» **SHORT EXERCISE**
Echo the lines of every item below verbatim, omitting the pictures from your answer.

(Records from a data source)
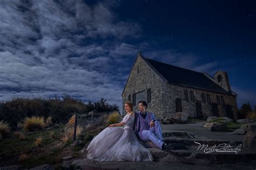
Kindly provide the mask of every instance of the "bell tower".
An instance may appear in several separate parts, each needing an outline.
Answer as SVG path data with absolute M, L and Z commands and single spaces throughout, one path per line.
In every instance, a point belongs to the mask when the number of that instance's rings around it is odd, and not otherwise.
M 216 84 L 226 90 L 226 91 L 231 91 L 227 72 L 221 70 L 217 72 L 214 74 L 214 81 Z

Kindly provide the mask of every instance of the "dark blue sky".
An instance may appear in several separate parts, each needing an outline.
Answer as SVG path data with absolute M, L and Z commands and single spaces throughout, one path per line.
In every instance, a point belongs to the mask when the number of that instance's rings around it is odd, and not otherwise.
M 0 99 L 121 94 L 139 49 L 213 76 L 256 105 L 254 1 L 3 1 Z

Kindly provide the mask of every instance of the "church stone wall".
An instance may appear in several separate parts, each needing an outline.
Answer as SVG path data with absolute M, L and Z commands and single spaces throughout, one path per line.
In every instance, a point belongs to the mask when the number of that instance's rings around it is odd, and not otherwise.
M 124 105 L 125 102 L 128 101 L 129 95 L 131 95 L 131 101 L 132 102 L 132 94 L 143 90 L 145 90 L 145 101 L 147 102 L 147 89 L 151 89 L 151 102 L 148 103 L 147 110 L 154 112 L 157 118 L 161 118 L 164 113 L 162 102 L 163 82 L 163 79 L 140 56 L 138 56 L 122 95 L 123 104 Z M 134 111 L 139 111 L 138 102 L 139 101 L 136 101 L 136 105 L 133 107 Z M 126 114 L 124 106 L 123 112 Z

» **SOLUTION FOR THIS PROBLEM**
Kindly provide the mask of every instance of the "bell tower".
An instance may appear in several separate parts, each needing an outline.
Answer as SVG path data with absolute M, L and Z commands and single spaces throughout, one path per line.
In every instance, a point belongs to the mask when the number of that instance's rings around it is odd, and not otherwise.
M 216 84 L 226 90 L 226 91 L 231 91 L 227 72 L 221 70 L 217 72 L 214 74 L 214 81 Z

Kindly provide the mask of every instance of the "dark blue sky".
An instance may appear in several separate parts, each needing an outline.
Answer as SVG path data with absolute M, L and Z commands and single spaces throughout, one path per line.
In every instance, a point belongs to the mask when the number of that instance's rings around it is odd, and not otherwise.
M 0 99 L 121 94 L 139 49 L 213 76 L 256 105 L 254 1 L 3 1 Z

Kindly provide the mask of every instance of the "church stone wall".
An instance may appear in several separate parts, each needing an outline.
Answer as SVG path data with absolute M, L and Z commands and single spaces throughout, one path per line.
In every instance, a point belongs to the mask when the number of that instance's rings around it is odd, and not otherwise.
M 124 105 L 125 102 L 128 101 L 129 95 L 131 95 L 131 101 L 132 102 L 132 94 L 143 90 L 145 90 L 145 101 L 147 102 L 147 89 L 151 89 L 151 102 L 148 103 L 147 110 L 154 112 L 157 118 L 161 118 L 164 113 L 162 102 L 163 82 L 163 79 L 140 56 L 138 56 L 122 95 L 123 104 Z M 134 111 L 139 111 L 138 102 L 139 101 L 136 101 L 136 105 L 133 107 Z M 126 114 L 124 106 L 123 112 Z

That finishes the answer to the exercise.